Materials provided -

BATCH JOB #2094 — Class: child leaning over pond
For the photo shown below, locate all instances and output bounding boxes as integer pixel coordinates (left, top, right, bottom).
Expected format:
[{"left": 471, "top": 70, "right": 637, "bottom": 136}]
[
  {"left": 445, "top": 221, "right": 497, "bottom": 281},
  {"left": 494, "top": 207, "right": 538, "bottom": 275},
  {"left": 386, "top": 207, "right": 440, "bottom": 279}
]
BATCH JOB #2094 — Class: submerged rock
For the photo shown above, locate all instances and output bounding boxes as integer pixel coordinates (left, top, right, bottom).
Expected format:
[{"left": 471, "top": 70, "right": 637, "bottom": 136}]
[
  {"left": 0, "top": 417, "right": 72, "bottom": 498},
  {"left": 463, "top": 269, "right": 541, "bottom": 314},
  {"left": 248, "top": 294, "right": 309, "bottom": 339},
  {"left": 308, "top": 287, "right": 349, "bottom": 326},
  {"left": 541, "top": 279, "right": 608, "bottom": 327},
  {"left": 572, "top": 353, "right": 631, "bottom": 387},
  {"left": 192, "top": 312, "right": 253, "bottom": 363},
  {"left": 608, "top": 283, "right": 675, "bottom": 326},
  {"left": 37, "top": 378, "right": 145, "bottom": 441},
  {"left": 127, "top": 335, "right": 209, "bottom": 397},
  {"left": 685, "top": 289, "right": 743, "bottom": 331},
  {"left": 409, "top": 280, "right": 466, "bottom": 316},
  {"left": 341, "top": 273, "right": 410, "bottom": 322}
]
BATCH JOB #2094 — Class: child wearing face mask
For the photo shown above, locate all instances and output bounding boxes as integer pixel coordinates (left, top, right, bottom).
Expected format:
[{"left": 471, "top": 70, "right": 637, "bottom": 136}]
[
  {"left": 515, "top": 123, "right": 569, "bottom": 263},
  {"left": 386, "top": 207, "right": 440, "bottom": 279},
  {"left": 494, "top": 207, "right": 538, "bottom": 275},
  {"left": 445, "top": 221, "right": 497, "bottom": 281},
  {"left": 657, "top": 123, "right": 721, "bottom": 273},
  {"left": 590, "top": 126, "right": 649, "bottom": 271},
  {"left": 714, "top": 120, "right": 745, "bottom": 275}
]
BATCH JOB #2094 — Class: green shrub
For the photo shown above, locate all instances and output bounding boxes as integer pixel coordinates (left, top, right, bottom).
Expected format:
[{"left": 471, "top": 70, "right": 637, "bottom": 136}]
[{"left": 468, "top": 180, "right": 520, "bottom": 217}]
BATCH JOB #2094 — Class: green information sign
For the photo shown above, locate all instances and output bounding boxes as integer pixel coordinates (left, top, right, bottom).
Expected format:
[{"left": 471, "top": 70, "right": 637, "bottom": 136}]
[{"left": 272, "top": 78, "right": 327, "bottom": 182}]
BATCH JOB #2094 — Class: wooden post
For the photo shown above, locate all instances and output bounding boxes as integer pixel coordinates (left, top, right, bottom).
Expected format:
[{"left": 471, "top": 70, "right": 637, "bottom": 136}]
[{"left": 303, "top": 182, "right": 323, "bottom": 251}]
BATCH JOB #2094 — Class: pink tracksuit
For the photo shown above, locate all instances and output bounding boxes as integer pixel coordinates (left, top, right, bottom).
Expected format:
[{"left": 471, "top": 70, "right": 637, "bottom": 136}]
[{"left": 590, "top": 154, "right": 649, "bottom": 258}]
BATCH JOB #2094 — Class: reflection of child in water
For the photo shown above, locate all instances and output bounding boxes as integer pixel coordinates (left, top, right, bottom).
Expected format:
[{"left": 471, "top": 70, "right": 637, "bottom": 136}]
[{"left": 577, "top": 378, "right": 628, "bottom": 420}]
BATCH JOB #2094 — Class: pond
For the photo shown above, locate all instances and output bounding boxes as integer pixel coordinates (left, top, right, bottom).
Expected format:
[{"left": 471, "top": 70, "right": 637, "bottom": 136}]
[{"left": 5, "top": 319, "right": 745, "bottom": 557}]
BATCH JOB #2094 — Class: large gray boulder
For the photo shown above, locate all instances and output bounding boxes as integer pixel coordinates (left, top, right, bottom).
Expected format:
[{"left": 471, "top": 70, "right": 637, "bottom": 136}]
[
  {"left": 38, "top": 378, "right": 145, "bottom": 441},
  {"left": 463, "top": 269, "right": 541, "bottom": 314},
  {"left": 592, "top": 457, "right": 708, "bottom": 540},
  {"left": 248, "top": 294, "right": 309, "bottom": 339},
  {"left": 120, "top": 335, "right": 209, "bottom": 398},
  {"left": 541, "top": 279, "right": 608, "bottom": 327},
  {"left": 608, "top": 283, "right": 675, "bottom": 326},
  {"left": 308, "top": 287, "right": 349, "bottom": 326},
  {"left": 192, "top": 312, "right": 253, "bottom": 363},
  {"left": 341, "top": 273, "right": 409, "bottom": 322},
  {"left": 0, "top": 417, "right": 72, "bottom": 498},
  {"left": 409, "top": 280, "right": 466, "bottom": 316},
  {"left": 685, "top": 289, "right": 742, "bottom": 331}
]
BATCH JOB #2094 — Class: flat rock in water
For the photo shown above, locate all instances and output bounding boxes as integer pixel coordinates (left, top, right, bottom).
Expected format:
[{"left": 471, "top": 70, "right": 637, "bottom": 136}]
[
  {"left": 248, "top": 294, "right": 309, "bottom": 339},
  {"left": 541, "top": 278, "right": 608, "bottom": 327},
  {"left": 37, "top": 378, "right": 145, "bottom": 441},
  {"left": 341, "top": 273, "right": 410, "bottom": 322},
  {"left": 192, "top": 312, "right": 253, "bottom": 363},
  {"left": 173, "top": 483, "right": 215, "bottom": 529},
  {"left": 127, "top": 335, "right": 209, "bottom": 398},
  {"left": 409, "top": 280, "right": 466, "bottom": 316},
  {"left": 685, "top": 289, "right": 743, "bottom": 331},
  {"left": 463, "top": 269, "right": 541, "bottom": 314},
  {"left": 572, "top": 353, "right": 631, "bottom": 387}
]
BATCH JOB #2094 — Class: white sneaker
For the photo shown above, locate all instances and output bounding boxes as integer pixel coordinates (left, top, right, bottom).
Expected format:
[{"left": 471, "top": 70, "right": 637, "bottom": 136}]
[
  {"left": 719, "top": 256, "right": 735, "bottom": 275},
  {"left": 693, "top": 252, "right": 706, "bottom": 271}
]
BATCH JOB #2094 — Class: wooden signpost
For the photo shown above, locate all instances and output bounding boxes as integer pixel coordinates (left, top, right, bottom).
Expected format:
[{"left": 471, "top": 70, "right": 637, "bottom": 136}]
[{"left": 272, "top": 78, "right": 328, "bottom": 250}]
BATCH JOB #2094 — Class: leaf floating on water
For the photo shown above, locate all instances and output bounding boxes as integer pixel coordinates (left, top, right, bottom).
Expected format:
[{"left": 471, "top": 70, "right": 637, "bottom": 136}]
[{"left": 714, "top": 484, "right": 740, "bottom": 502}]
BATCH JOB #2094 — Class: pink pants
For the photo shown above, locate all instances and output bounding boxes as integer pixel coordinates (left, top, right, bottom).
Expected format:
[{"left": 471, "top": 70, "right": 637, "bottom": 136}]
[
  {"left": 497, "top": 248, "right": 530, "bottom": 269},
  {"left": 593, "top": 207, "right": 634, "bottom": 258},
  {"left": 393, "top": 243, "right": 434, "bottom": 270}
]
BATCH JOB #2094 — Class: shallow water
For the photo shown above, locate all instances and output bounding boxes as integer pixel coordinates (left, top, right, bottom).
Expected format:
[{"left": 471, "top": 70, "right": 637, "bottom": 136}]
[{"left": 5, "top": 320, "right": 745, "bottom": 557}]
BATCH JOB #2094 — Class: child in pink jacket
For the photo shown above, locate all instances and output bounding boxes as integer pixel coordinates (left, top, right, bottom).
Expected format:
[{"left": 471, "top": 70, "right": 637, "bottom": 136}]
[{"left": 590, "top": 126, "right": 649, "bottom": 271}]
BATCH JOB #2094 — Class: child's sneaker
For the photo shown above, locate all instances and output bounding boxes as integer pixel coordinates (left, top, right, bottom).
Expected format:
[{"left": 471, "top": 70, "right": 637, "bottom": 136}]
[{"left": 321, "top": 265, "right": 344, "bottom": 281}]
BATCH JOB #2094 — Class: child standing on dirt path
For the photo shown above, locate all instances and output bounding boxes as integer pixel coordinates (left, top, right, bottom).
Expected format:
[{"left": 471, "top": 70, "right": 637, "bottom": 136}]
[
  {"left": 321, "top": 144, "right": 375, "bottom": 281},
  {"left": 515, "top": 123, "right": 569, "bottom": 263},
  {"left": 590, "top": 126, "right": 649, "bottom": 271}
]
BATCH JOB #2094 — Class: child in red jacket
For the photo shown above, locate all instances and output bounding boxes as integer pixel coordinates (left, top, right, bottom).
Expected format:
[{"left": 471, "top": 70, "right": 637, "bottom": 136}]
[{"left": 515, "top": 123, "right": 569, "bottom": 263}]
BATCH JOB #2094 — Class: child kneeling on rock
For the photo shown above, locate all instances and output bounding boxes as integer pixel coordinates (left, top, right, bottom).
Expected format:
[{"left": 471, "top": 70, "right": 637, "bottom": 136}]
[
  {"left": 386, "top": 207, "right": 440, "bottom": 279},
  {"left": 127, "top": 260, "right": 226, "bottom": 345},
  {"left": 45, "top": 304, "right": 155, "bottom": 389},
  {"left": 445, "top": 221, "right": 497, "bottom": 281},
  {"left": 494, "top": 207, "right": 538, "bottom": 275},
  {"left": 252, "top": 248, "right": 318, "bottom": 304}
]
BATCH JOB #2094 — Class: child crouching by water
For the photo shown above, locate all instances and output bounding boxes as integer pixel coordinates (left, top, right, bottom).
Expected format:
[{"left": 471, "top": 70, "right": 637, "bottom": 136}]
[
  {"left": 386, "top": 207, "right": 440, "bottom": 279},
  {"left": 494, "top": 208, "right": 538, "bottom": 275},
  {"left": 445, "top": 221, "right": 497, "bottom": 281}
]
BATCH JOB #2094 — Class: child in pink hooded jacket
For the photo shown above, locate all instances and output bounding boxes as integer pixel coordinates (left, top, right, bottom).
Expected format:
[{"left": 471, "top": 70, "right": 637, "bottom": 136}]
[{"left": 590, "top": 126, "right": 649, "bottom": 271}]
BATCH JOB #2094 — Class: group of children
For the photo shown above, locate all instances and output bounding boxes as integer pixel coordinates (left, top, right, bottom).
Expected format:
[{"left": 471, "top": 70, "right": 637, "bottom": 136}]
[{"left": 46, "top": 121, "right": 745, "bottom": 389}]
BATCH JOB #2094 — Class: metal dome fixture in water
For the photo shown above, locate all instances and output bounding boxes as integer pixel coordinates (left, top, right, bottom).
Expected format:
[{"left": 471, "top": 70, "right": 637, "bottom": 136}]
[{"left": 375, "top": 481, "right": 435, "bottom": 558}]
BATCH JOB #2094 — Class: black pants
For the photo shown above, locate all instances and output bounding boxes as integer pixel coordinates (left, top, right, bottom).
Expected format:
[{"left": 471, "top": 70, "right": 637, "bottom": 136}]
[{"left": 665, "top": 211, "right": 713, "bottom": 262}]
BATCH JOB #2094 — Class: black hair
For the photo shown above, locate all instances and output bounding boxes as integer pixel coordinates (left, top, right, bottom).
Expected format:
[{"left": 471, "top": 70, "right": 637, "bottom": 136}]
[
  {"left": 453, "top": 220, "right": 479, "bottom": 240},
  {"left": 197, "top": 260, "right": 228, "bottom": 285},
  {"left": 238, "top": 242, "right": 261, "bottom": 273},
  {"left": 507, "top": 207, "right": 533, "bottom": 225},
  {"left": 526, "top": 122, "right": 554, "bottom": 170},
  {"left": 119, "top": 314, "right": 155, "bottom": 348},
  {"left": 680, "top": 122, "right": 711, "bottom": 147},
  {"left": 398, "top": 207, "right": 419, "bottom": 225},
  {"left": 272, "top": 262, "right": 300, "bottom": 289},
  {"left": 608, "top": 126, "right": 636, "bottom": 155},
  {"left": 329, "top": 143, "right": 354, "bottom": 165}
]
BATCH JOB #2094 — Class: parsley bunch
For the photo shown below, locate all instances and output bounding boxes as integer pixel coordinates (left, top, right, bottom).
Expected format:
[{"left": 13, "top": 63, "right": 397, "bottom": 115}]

Aim of the exercise - Output the line holding "BATCH JOB #2094 — Class: metal", then every later line through the end of the records above, exactly as given and nothing else.

Output of the exercise -
BATCH JOB #2094 — Class: metal dome fixture in water
For the photo shown above, locate all instances and output bounding boxes as integer pixel coordinates (left, top, right, bottom).
Expected format:
[{"left": 471, "top": 70, "right": 637, "bottom": 136}]
[{"left": 375, "top": 481, "right": 435, "bottom": 558}]
BATCH JOB #2094 — Class: black pants
For the photo shown above, locate all instances and output bounding boxes as integer pixel coordinates (left, top, right, bottom).
Expected format:
[{"left": 471, "top": 70, "right": 637, "bottom": 136}]
[{"left": 665, "top": 211, "right": 713, "bottom": 262}]
BATCH JOB #2094 — Class: black hair
For the photo shown above, locate all instances and output bounding boxes as integer pixel coordinates (left, top, right, bottom).
Expected format:
[{"left": 471, "top": 70, "right": 637, "bottom": 136}]
[
  {"left": 453, "top": 220, "right": 479, "bottom": 240},
  {"left": 197, "top": 260, "right": 228, "bottom": 285},
  {"left": 238, "top": 242, "right": 261, "bottom": 273},
  {"left": 507, "top": 207, "right": 533, "bottom": 225},
  {"left": 526, "top": 122, "right": 554, "bottom": 170},
  {"left": 119, "top": 314, "right": 155, "bottom": 348},
  {"left": 680, "top": 122, "right": 711, "bottom": 147},
  {"left": 398, "top": 207, "right": 419, "bottom": 225},
  {"left": 272, "top": 262, "right": 300, "bottom": 289},
  {"left": 608, "top": 126, "right": 636, "bottom": 155},
  {"left": 329, "top": 143, "right": 354, "bottom": 165}
]
BATCH JOB #2094 — Class: parsley bunch
For the photo shown below, locate all instances and output bounding boxes as integer pixel coordinates (left, top, right, bottom).
Expected format:
[{"left": 13, "top": 63, "right": 397, "bottom": 115}]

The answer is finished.